> **AUSZUG**:

● ● ● ●

Dies ist ein Artikel aus dem Elbphilharmonie Magazin (Ausgabe 01/2020), das drei Mal pro Jahr erscheint.
FAZIL SAY: BLACK EARTH
Für die Türkei könnte der Pianist und Komponist Fazıl Say (geb. 1970) der perfekte Kulturbotschafter sein; allerorten begeistert er sein Publikum durch seine hemmungslose Hingabe. Allein, er hadert mit seinem Land: Er verspottete einen Muezzin, der den Gebetsruf gar zu hastig herunterrasselte, und wurde deshalb in erster Instanz wegen Blasphemie verurteilt; er rümpfte die Nase über die in der Türkei verbreitete arabische Popmusik; er beklagte, dass in seiner Heimat »die Religion für politische Ambitionen missbraucht wird«; er würdigte die Anti-Erdogan-Demonstrationen im Gezi-Park. Wie man die Tradition ehren und doch in der Gegenwart leben kann, zeigt sein Klavierstück »Black Earth«, das er standardmäßig als Zugabe spielt. Es ist dem berühmten Balladensänger Aşık Veysel gewidmet, dessen Bağlama-Laute er durch abgedämpfte Klaviersaiten imitiert.
LED ZEPPELIN: KASHMIR
Ein Riff wie in Stein gemeißelt, ein stoisch marschierender Beat, darüber ekstatischer Schamanengesang und orientalisch verschlungene Soli – mit »Kashmir« gelang Led Zeppelin 1975 einer der außergewöhnlichsten (und mit über acht Minuten auch längsten) Rock-Hits aller Zeiten. Ein Song, so monumental wie der Himalaya. Seine besondere Atmosphäre gewinnt er nicht nur durch die Simultanität aus Dreier- und Vierertakt, sondern auch durch die Verwendung fernöstlich anmutender Tonleitern, die Jimmy Page und Robert Plant einige Jahre zuvor bei einer Reise durch Indien aufgeschnappt hatten. Da gerät es fast zur Nebensächlichkeit, dass keines der langhaarigen Bandmitglieder jemals im indisch-chinesischen Grenzgebiet war: Den Text schrieb Plant in der Wüste Marokkos.

● ● ● ●

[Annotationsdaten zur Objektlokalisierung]
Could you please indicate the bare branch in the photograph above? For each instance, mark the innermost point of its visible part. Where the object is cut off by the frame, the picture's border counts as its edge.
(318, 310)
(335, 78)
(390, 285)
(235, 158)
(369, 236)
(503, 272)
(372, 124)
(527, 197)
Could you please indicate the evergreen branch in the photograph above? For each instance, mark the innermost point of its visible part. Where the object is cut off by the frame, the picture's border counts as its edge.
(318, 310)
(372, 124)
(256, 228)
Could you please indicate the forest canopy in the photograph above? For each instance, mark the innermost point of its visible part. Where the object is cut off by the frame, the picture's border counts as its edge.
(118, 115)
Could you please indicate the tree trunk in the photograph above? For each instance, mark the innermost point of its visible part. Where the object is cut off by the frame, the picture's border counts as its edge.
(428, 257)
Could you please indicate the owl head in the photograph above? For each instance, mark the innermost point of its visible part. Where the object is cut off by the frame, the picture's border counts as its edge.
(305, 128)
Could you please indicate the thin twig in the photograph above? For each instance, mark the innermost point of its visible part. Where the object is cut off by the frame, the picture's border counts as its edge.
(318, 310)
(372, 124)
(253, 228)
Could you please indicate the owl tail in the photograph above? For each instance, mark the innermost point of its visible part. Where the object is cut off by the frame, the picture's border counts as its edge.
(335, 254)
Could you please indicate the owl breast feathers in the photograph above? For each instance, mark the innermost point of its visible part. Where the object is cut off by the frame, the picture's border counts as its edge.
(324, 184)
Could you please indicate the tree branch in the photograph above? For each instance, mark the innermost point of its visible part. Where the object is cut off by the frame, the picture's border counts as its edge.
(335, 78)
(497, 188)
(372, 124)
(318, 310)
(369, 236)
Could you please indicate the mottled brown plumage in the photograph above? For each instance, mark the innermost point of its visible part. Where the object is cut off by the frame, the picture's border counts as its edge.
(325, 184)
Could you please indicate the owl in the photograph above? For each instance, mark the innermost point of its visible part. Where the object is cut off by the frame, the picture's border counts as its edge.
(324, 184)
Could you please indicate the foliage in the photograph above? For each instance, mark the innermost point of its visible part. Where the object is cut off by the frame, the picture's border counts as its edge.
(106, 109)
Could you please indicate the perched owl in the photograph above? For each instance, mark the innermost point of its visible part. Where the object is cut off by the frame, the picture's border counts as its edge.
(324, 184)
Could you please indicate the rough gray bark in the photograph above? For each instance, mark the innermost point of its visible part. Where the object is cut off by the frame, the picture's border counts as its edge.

● ● ● ●

> **AUFGABENSTELLUNG A**: Schreiben Sie aus dem Auszug den Abschnitt von „FAZIL SAY: BLACK“ bis „abgedämpfte Klaviersaiten imitiert.“ wortgetreu ab.
> **AUFGABENSTELLUNG B**: Wo schrieb Robert Plant laut dem Auszug den Text zu »Kashmir«?

> **SCHRIFTLICHE ANTWORT A**:
FAZIL SAY: BLACK EARTH
Für die Türkei könnte der Pianist und Komponist Fazıl Say (geb. 1970) der perfekte Kulturbotschafter sein; allerorten begeistert er sein Publikum durch seine hemmungslose Hingabe. Allein, er hadert mit seinem Land: Er verspottete einen Muezzin, der den Gebetsruf gar zu hastig herunterrasselte, und wurde deshalb in erster Instanz wegen Blasphemie verurteilt; er rümpfte die Nase über die in der Türkei verbreitete arabische Popmusik; er beklagte, dass in seiner Heimat »die Religion für politische Ambitionen missbraucht wird«; er würdigte die Anti-Erdogan-Demonstrationen im Gezi-Park. Wie man die Tradition ehren und doch in der Gegenwart leben kann, zeigt sein Klavierstück »Black Earth«, das er standardmäßig als Zugabe spielt. Es ist dem berühmten Balladensänger Aşık Veysel gewidmet, dessen Bağlama-Laute er durch abgedämpfte Klaviersaiten imitiert.

> **SCHRIFTLICHE ANTWORT B**: In der Wüste Marokkos.